» YOUR GOAL
Drop the images; return everything else in the listing below exactly.

== WORKING DATA ==

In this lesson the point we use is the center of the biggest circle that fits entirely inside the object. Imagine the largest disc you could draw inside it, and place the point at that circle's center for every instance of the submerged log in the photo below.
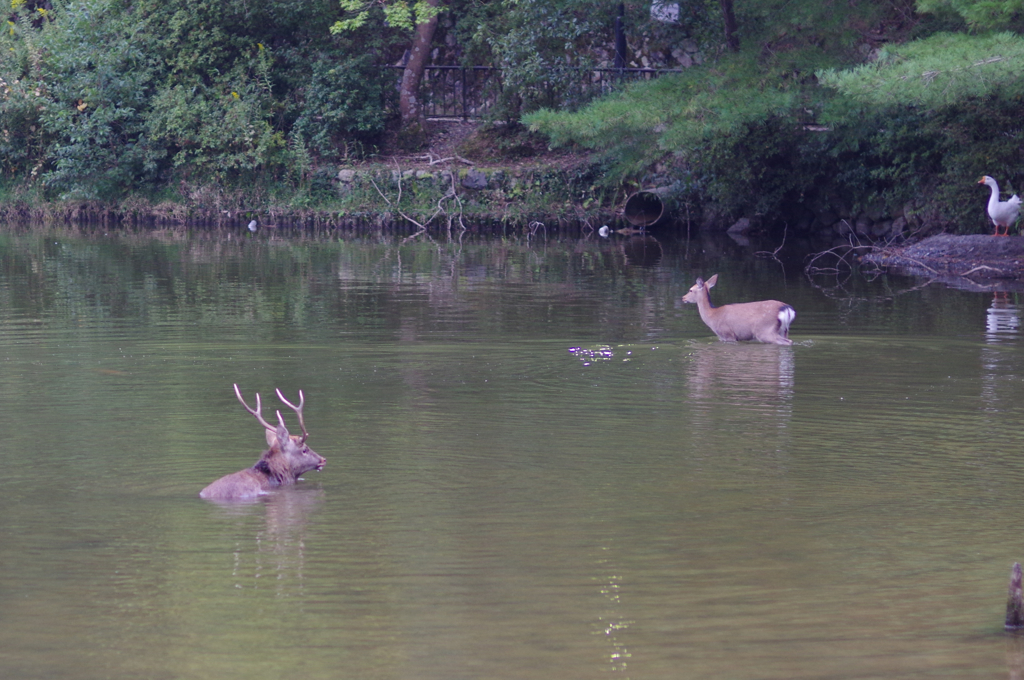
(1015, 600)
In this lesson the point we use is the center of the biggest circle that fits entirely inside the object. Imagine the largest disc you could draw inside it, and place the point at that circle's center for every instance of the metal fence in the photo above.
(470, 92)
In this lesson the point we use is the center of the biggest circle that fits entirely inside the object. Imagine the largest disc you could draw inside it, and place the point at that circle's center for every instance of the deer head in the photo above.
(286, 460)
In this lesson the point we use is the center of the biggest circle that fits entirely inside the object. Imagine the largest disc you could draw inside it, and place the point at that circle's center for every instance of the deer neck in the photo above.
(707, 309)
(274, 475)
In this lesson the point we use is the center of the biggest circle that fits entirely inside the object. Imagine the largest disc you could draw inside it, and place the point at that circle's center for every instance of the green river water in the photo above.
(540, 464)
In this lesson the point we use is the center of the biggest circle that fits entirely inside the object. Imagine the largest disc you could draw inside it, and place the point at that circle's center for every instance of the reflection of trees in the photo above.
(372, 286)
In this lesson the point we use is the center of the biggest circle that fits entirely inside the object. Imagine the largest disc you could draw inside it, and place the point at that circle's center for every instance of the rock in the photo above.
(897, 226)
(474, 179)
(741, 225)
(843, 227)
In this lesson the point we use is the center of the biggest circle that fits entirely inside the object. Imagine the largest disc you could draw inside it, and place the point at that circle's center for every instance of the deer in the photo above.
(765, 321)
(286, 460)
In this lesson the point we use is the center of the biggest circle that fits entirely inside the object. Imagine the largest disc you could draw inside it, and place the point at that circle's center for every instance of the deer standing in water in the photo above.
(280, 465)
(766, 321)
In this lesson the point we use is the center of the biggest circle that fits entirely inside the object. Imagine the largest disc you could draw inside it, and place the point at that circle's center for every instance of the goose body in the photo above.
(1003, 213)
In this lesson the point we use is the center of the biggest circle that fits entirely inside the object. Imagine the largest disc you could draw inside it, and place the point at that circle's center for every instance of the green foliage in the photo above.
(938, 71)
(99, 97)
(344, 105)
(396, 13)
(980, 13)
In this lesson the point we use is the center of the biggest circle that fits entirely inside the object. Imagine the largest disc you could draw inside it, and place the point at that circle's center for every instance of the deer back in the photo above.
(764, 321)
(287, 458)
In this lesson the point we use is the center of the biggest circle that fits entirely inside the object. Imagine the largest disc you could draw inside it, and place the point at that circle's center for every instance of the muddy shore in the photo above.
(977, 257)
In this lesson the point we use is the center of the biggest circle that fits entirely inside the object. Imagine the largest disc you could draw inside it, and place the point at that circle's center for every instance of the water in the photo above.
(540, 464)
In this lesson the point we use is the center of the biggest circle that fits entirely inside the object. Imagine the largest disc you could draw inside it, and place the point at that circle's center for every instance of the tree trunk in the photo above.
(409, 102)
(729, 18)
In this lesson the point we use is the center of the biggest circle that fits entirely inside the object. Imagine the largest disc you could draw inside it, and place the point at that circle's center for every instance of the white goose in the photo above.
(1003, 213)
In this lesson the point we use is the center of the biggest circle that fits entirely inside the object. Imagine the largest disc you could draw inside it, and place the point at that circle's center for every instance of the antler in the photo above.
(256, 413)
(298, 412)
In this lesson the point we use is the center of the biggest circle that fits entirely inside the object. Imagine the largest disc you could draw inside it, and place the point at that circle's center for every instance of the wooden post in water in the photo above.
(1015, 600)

===

» RESPONSE FOR THIS EXERCISE
In this lesson the point we use is the center of the biggest circle that fits entirely inside the object. Imagine the largest disc you could draw inside it, and place the point at that circle's center for every instance of the submerged log in the photo below.
(1015, 600)
In this lesson the point we use is the center of the biggest circle that fits entirely inside the object. Imagine the largest disc you could draw inside it, and place the point at that circle's center for every instance of the metal fence in the photo above.
(470, 92)
In this lesson the point we use is the center of the biggest circle that fits entirely inside the object. Imagine the largest disc you could draw inside it, and place the point at that circle's center for every instance of the deer head in the photo above.
(286, 460)
In this lesson the point we use is the center of the biggest circle that fits entirely inside the object. Imagine the largest disc you could draw inside it, and place the point at that circle's center for every instance of the deer neck in the photo above.
(707, 309)
(274, 475)
In this lesson the point we use is the center of the biggest circle that fits entirely inside the object. Imagine the largest disc you could draw inside it, and place the point at that circle's center for every instance of the green river water in the photo above.
(540, 464)
In this lesson the point we use is the center of the biggest circle that fits entirely inside the object. Imagine the largest disc you could draw inside it, and place the point at that circle's center for every instance of the reflection of trees in the photo above.
(372, 286)
In this lesson the point we use is the center of the biggest circle that fits entirely inside the object. Imagine the largest disc you could draw inside it, and place the point at that circle's center for every instance of the rock in the photo above.
(897, 226)
(474, 179)
(741, 225)
(843, 227)
In this lesson the point we use is the center of the biggest circle that fits entirely inside the object. Imagine the largest disc you could draw inside it, and place the point at that circle's center for every instance of the deer in the photo above.
(765, 321)
(286, 460)
In this lesson the point we use is the center of the biggest circle that fits entirely inside the object. Imagine the largest disc you could draw inside it, and place the point at that circle's center for every instance of the deer standing in water in the photo above.
(280, 465)
(766, 321)
In this lesson the point we use is the center of the biggest circle that fits entirely inside the object. Imagine the largest disc you could draw inside it, and place the point at that circle's center for every instance of the goose body in the photo above.
(1003, 213)
In this lesson the point we use is the center of the biggest circle that fits entirely inside the object. Imagine the largest disc you could draw inside it, and place the point at that circle's center for every instance of the green foliage in the photo above.
(938, 71)
(99, 97)
(344, 105)
(396, 13)
(980, 13)
In this lesson the point we use is the center of the biggest circle that fits entirely inside the object. Imagine the largest disc you could draw inside it, and place the point at that circle's center for every instance of the deer back in the photo above.
(764, 321)
(287, 458)
In this lesson the point we use is the center of the biggest circle that fits entirely inside the object. Imagine the largest disc you could draw inside it, and place the point at that circle's center for every instance of the muddy shore in the photo above.
(977, 257)
In this lesson the point we use is the center of the biggest circle that fits entirely inside the object. Imagine the largest disc you could draw inside it, and place the point at that circle's center for every instance of the water in the photo above.
(540, 464)
In this lesson the point we use is the center of the biggest circle that fits entirely inside the object. Imagine the largest disc you could draw inside it, and place the point at that circle's center for every instance of the tree trunk in the photo above.
(409, 102)
(729, 18)
In this lesson the point we use is the center of the biggest circle that fits entirely inside the object. Imagine the largest disc you could draw inside it, and place the point at that circle's center for every instance of the white goose in the photo above.
(1003, 213)
In this lesson the point we use is the center of the biggest circle that fits entirely inside the object. Imagine the largest disc you could draw inside it, and place the point at that circle's center for every instance of the antler in the photo above.
(256, 413)
(298, 412)
In this lesson the point we use is the center of the biggest circle that fits entirely inside the object. Imagine the largest disc you could draw inside it, and place the point at that circle's center for every instance of the wooden post in water in the photo above.
(1015, 600)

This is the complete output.